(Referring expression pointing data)
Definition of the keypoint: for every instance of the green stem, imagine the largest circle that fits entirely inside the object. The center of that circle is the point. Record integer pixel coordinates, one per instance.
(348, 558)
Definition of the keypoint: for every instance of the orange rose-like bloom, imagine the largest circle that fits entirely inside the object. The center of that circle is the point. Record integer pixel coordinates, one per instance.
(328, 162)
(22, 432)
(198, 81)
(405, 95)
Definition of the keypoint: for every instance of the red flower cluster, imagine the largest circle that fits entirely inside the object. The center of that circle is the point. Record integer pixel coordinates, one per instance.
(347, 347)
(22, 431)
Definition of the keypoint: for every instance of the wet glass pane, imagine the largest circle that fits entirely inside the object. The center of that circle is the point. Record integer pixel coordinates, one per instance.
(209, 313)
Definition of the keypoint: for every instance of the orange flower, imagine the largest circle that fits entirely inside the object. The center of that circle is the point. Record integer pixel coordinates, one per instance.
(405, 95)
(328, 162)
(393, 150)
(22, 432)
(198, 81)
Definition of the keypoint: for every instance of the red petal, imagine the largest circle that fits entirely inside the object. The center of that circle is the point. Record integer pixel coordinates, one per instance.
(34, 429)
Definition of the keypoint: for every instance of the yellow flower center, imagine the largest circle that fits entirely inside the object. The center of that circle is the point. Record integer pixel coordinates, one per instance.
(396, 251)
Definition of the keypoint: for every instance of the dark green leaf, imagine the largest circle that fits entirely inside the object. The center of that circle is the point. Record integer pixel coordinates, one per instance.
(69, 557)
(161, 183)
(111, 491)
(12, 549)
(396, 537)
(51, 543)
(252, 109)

## Directions
Return all of the data above verbatim.

## Finished task
Definition of the keypoint: for every instance of the green stem, imagine the largest circle that fits entirely inside the object. The center of that circle is the point. Record integer pixel coordinates, one per instance.
(348, 558)
Definition of the keypoint: for every instance of the orange rose-like bloom, imagine the largest circle that fits entirely inside the object. The center of that circle is the point. Record integer pixel coordinates, one per instance.
(328, 162)
(22, 432)
(198, 81)
(405, 95)
Definition of the keypoint: for every instance of the red flower cluster, imagine the largest circle that fits entirely inside the object. The center of that circle is the point. Record integer pixel coordinates, one per instance.
(347, 347)
(22, 431)
Definition of the keypoint: for every instance of the wet glass pane, imagine the largest circle that fits entirely inside the object. The center of that circle is the point. Record integer pixel coordinates, one per instance.
(209, 313)
Definition of the keypoint: for every instance of the orange flower, imagine the largest circle that fits entirely inside the object. The center of that circle is the point. Record integer pixel coordinates, one per instance.
(405, 95)
(328, 162)
(393, 150)
(22, 432)
(198, 81)
Definition of the keypoint: for every instance of the red petal, imagine the largest circle that fits entirely inside the object. The center of that circle is the point. Record integer pixel coordinates, one per instance.
(34, 429)
Definition of the keypoint: for every instance of the yellow flower center, imagine the largest circle that fits entirely inside the object. The center of that circle is the point. Record integer pixel coordinates, one per instance.
(396, 251)
Definition of the keypoint: for every instance of the dark green leaf, imagine the largest circle that fits entirely inside the object. The center of that circle is the point. Record integer pixel coordinates, one per instance.
(69, 557)
(161, 183)
(111, 491)
(12, 549)
(396, 537)
(51, 543)
(252, 109)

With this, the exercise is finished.